Task instructions: Rewrite every line of the records below as a numbered list, leaving out blank lines.

[Position identification records]
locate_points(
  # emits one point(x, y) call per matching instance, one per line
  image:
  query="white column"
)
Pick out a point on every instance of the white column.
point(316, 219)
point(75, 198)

Response for this exercise:
1. locate_points(
2.   # emits one point(x, y) call per matching instance, one per line
3.   image:
4.   query="white column"
5. )
6. Pick out a point on every instance of the white column.
7. point(316, 219)
8. point(75, 198)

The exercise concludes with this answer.